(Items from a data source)
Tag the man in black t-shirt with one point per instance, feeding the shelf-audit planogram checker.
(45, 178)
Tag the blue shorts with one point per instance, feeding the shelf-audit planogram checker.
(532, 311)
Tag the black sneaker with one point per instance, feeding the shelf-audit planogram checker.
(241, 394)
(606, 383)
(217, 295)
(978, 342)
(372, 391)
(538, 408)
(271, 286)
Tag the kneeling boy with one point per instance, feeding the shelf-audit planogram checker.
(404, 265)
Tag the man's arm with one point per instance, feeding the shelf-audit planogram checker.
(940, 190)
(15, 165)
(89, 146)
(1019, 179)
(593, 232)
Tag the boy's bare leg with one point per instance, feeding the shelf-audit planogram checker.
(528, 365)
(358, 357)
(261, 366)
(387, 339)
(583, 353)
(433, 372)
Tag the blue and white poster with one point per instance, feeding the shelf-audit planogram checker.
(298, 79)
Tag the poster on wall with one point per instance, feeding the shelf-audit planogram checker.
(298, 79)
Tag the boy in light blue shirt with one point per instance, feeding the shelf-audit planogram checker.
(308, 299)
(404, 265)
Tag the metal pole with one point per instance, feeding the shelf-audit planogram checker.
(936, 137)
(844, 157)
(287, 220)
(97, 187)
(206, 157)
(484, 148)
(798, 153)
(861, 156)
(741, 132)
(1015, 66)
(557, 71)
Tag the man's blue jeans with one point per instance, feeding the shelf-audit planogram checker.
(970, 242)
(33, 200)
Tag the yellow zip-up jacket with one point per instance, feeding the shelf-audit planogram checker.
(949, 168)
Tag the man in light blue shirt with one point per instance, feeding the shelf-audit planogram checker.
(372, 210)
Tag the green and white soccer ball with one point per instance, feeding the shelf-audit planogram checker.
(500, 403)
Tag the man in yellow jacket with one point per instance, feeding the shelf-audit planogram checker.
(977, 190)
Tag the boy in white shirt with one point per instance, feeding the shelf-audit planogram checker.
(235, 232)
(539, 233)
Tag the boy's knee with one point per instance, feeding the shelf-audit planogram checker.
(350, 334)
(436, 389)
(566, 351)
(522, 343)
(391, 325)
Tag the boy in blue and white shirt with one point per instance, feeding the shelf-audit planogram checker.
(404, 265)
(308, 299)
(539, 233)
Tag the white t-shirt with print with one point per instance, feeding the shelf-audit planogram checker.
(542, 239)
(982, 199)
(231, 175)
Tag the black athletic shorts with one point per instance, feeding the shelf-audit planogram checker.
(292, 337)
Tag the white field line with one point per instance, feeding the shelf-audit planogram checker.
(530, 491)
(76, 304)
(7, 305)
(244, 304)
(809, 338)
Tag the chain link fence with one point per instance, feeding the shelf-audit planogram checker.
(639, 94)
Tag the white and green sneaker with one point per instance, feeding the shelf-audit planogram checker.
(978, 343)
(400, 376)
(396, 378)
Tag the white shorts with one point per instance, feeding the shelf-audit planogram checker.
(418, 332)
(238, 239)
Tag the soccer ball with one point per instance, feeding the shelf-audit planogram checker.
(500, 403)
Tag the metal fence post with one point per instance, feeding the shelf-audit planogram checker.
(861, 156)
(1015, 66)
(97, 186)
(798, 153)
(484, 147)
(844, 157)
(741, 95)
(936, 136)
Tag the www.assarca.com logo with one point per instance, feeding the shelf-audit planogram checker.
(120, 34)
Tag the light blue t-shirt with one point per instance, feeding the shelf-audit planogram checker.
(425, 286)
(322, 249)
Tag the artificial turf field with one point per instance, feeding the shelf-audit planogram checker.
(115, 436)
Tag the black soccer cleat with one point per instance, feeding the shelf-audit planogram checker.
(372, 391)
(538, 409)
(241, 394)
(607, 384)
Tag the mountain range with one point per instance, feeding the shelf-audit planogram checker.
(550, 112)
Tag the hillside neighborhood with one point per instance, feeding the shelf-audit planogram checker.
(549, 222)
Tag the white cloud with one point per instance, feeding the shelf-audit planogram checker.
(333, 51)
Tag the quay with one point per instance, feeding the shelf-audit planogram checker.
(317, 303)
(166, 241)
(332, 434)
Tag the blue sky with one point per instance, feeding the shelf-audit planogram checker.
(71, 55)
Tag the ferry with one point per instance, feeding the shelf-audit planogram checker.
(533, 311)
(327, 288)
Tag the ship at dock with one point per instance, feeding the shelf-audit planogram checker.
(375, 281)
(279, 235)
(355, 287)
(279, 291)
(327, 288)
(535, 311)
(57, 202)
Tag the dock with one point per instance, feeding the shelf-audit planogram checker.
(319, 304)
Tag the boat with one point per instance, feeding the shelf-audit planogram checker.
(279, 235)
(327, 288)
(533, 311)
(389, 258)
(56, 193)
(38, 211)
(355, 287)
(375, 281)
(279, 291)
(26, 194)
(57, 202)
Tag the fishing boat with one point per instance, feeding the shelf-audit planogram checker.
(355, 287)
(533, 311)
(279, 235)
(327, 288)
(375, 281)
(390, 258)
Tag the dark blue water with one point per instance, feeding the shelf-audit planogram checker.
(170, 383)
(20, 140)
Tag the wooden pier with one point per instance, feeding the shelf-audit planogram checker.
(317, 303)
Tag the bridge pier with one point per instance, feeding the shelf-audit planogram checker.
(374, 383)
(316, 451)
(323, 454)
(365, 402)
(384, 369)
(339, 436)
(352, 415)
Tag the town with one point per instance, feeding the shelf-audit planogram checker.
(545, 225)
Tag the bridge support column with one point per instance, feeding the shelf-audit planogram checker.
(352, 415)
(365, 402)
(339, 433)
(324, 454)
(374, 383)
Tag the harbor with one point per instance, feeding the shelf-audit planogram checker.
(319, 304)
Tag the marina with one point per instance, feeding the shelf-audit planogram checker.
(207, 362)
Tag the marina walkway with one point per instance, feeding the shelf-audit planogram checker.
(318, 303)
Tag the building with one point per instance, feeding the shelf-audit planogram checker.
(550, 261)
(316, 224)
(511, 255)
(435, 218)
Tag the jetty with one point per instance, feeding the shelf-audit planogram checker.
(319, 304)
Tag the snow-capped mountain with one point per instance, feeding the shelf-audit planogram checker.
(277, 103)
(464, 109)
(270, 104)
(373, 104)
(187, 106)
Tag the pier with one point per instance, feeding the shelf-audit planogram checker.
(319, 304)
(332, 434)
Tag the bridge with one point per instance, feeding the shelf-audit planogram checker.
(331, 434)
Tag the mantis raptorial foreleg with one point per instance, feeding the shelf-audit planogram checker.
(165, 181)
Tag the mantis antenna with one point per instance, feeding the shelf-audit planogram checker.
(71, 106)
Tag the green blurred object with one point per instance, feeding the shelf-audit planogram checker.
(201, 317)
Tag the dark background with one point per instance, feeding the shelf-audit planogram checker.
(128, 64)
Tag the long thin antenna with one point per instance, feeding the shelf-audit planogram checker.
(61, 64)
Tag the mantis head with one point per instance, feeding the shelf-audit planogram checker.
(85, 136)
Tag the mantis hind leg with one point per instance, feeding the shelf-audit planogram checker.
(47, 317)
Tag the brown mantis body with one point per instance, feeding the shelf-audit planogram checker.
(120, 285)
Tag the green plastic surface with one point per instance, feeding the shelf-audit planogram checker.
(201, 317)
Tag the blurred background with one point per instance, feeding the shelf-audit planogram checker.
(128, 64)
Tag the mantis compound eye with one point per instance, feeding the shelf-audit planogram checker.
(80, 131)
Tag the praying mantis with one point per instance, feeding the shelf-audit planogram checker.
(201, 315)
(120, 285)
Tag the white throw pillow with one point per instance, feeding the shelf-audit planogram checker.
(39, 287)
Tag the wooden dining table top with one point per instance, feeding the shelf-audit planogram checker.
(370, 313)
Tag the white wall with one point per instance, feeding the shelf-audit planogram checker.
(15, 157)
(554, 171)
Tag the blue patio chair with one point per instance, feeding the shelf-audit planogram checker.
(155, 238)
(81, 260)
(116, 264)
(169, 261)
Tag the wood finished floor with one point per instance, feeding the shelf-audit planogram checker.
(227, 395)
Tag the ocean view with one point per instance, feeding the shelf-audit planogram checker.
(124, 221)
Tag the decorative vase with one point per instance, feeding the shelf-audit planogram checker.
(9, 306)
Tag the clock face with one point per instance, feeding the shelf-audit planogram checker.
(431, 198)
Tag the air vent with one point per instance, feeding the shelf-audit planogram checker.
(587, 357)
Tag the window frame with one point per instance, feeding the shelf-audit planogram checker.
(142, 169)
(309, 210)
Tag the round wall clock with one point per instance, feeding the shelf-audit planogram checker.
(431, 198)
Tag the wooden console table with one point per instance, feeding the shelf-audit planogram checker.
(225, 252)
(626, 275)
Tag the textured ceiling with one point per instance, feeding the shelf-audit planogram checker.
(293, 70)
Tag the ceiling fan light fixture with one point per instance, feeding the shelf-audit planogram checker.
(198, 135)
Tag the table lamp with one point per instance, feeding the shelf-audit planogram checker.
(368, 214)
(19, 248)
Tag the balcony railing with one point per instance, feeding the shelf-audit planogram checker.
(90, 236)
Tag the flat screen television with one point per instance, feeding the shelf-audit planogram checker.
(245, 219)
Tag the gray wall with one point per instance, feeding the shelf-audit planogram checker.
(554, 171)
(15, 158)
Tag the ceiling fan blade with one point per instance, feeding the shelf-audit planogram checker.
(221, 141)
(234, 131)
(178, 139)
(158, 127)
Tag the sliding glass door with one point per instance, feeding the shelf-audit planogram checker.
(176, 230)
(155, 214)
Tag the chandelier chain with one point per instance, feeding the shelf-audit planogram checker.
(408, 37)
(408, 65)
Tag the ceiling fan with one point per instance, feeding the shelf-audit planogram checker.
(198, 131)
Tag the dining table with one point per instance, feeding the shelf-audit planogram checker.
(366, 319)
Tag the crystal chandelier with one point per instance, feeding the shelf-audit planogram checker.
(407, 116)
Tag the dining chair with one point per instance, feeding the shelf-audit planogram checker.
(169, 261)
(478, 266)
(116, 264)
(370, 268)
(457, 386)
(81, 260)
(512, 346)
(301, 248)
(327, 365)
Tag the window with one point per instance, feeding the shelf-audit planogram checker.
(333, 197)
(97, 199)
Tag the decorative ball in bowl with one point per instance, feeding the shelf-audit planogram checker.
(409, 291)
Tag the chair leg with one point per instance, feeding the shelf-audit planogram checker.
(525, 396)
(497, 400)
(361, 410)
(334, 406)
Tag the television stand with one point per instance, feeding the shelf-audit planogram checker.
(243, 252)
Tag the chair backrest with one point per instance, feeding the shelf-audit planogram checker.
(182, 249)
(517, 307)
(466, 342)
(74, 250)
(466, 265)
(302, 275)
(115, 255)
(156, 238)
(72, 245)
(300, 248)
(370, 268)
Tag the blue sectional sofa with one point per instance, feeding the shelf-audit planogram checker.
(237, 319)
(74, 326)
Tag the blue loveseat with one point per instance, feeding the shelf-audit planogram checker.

Exercise directions: Above are the records; copy exactly the lines from the one with "Tag the chair backrest" through the final line.

Completed exercise:
Tag the chair backrest with one point per instance, feeding the shelf-audit planogram checker.
(182, 249)
(517, 307)
(466, 342)
(74, 250)
(466, 265)
(302, 275)
(115, 255)
(156, 238)
(72, 245)
(300, 248)
(370, 268)
Tag the blue sectional sofa with one point per instance, feeding the shelf-audit planogram checker.
(237, 319)
(74, 326)
Tag the blue loveseat with one point per instance, feeding the shelf-audit planogram checker.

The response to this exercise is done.